*** Opening of Supplied entries ***

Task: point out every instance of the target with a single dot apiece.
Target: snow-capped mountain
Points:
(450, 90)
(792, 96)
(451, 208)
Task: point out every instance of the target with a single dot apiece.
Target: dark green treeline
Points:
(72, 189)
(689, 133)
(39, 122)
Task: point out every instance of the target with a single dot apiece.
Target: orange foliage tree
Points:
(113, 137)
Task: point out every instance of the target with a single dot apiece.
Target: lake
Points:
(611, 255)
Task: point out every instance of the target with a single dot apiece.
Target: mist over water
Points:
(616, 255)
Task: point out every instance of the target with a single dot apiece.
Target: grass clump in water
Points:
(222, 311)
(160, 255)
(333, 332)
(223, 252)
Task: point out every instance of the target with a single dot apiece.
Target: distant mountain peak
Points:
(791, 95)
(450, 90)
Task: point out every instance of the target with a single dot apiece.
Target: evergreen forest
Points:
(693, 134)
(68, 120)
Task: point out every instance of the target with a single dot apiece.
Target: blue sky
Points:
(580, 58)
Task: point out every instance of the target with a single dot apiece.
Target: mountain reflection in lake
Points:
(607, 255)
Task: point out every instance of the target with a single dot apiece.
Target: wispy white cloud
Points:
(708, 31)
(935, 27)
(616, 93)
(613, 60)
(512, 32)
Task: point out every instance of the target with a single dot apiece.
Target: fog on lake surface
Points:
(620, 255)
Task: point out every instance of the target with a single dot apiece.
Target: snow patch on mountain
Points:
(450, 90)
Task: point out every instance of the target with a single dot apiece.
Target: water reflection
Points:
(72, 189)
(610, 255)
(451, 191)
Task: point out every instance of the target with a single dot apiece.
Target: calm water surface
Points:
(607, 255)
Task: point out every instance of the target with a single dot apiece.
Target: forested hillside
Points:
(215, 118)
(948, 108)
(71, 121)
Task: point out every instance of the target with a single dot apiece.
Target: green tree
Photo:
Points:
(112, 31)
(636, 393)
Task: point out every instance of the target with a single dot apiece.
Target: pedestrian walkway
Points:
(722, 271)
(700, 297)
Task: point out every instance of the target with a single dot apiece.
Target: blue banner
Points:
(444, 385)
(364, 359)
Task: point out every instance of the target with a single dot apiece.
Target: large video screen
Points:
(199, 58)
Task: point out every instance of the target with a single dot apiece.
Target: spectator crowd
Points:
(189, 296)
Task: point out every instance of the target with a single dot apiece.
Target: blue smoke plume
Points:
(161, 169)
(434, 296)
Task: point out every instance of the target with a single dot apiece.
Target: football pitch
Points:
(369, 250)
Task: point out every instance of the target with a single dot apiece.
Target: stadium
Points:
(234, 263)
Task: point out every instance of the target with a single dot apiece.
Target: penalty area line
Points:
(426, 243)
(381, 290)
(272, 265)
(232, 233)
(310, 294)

*** Close of Supplied entries ***

- Task description:
Print the full listing again, word for word.

- Written response:
Task: point out every instance of the target with a single dot apiece.
Target: snow-capped mountain
Points:
(450, 90)
(792, 96)
(451, 208)
Task: point out every instance of the target with a single dot apiece.
Target: dark green treeline
Points:
(72, 189)
(689, 133)
(39, 122)
Task: point out every instance of the target with a single dot apiece.
Target: orange foliage tree
Points:
(113, 137)
Task: point out every instance of the target with a single dot apiece.
Target: lake
Points:
(611, 255)
Task: point out every instance of the target with a single dot apiece.
Target: mist over water
Points:
(616, 255)
Task: point out every instance of the target with a single dot apiece.
Target: grass clump in water
Points:
(222, 311)
(160, 255)
(333, 332)
(223, 252)
Task: point out every instance of the target with a single dot apiece.
Target: distant mountain peak
Points:
(791, 95)
(450, 90)
Task: point out every instance of the target with a single dot apiece.
Target: evergreen forest
Points:
(693, 134)
(68, 120)
Task: point out every instance of the target with a single dot apiece.
Target: blue sky
Points:
(580, 58)
Task: point out every instance of the target with a single dot apiece.
Target: mountain reflection in lake
Points:
(607, 255)
Task: point out every instance of the target with a single dot apiece.
Target: wispy white cloud
Points:
(708, 31)
(935, 27)
(616, 93)
(613, 60)
(512, 32)
Task: point out every instance of the target with a single dot apiece.
Target: fog on lake surface
Points:
(620, 255)
Task: point out every instance of the target with a single dot apiece.
Target: snow patch on mountain
Points:
(450, 90)
Task: point out every instance of the target with a single dot apiece.
Target: water reflection
Points:
(72, 189)
(610, 255)
(451, 191)
Task: point out every instance of the target with a single dot apiece.
Target: calm water surface
Points:
(607, 255)
Task: point out every instance of the target with a single dot apiece.
Target: forested hillside
Points:
(215, 118)
(948, 108)
(71, 121)
Task: point out every instance of the target with a single dot apiece.
Target: green tree
Photo:
Points:
(112, 31)
(636, 393)
Task: point out every instance of the target with a single dot apiece.
Target: pedestrian walkway
Points:
(722, 271)
(700, 297)
Task: point out every instance of the target with a single dot apiece.
Target: blue banner
Points:
(444, 385)
(364, 359)
Task: point out every instance of the target with a single dot apiece.
Target: large video screen
Points:
(199, 58)
Task: point out every instance of the target with a single dot apiece.
Target: spectator crowd
Points:
(189, 296)
Task: point out every instance of the target with a single dot apiece.
Target: blue smoke plume
Points:
(161, 169)
(434, 296)
Task: point out every instance of the target with a single dot apiece.
Target: football pitch
Points:
(369, 250)
Task: point out every instance of the target with a single dot apiece.
Target: stadium
Points:
(234, 263)
Task: point out every instance of the target with a single dot apiece.
Target: penalty area line
Points:
(426, 243)
(381, 290)
(272, 265)
(232, 233)
(310, 294)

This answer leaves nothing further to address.